* [Short task]:
Reproduce every one of the lines below word for word.

* [Supplied data]:
— start —

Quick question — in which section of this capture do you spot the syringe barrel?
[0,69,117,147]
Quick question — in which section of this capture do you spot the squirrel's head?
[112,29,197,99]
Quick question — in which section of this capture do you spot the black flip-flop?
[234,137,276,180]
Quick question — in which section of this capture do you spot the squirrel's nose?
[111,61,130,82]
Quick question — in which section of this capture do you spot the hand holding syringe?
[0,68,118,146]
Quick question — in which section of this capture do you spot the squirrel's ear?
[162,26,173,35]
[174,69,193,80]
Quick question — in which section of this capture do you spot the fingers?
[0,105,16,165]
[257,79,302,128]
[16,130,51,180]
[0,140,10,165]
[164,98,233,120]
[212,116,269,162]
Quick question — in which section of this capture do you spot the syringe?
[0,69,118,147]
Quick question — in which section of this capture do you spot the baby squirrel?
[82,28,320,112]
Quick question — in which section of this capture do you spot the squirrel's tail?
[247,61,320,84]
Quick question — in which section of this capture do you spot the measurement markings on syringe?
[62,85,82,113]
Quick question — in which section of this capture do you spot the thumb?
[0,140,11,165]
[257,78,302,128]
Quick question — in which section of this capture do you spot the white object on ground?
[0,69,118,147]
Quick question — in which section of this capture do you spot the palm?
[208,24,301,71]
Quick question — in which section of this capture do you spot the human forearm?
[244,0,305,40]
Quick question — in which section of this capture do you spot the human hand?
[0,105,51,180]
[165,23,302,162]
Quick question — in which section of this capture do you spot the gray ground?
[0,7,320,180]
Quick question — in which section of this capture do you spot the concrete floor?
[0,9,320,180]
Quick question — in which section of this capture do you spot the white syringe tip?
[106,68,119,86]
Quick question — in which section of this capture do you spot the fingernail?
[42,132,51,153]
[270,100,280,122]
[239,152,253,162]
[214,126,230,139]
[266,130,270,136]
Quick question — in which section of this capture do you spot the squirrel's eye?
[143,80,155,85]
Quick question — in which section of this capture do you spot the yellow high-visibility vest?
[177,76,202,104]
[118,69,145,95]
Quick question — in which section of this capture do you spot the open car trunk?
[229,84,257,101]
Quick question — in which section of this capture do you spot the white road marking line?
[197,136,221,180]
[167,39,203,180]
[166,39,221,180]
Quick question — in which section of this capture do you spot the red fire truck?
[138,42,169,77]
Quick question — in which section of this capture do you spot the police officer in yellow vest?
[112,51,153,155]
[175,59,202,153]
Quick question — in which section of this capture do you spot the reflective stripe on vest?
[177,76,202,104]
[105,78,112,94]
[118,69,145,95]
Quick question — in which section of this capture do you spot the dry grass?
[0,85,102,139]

— end —

* [Result of this task]:
Quick question — in which section of this capture do you spot the syringe barrel?
[0,69,117,147]
Quick question — in which section of this capture do you spot the squirrel's head?
[112,29,197,99]
Quick question — in which section of this capture do you spot the black flip-flop?
[234,137,276,180]
Quick question — in which section of this capture do you spot the squirrel's nose?
[111,61,130,82]
Quick question — in which section of this capture do you spot the hand holding syringe?
[0,68,118,146]
Quick question — in which section of this capture do you spot the squirrel's ear?
[162,26,173,35]
[174,69,193,80]
Quick question — in which section of this capture do you spot the fingers?
[0,105,16,165]
[257,79,302,128]
[16,130,51,180]
[0,140,10,165]
[164,98,233,120]
[212,116,269,162]
Quick question — in which section of this capture do you spot the syringe?
[0,69,118,147]
Quick question — in which section of this capture do you spot the baby squirrel?
[82,28,320,112]
Quick question — in which section of this capture do you spot the squirrel's tail?
[247,61,320,84]
Quick question — in which section of this capture do you spot the measurement markings on syringe?
[62,85,82,113]
Quick question — in which section of this capture do you spot the thumb?
[0,140,11,165]
[257,78,302,128]
Quick question — in which section of this capture do you spot the white object on ground?
[0,69,118,147]
Quick question — in which section of this capture do you spot the palm?
[208,24,301,71]
Quick question — in which section of this capture do you spot the human forearm?
[244,0,305,40]
Quick question — in which section of this capture do you spot the human hand?
[0,105,51,180]
[165,23,302,162]
Quick question — in which section of this capture do you spot the gray ground?
[0,7,320,180]
Quick question — in which section of this capture do you spot the concrete floor?
[0,9,320,180]
Quick question — in which section of this capture do you spot the white syringe tip?
[106,68,119,86]
Quick question — in which section of this capture do you spot the fingernail?
[42,132,51,153]
[270,100,280,122]
[239,152,253,162]
[214,126,230,139]
[266,130,270,136]
Quick question — in which section of this capture do you spot the squirrel's eye?
[143,80,155,85]
Quick question — in which section of this capture do you spot the yellow high-visibility vest?
[177,76,202,104]
[118,69,145,95]
Quick question — in which section of this capture do you spot the open car trunk?
[229,84,257,101]
Quick question — in which section of this capture do you spot the white road marking line?
[197,136,221,180]
[167,39,203,180]
[166,39,221,180]
Quick question — in which section of this capture do you spot the red fire truck?
[138,42,169,77]
Quick question — in which section of this capture do you spot the police officer in yellow vest?
[112,51,153,155]
[175,59,202,153]
Quick question — in which section of this capture do you spot the reflective stripe on vest?
[177,76,202,104]
[105,78,112,94]
[118,69,145,95]
Quick question — in which section of this capture do you spot the dry grass?
[0,85,102,139]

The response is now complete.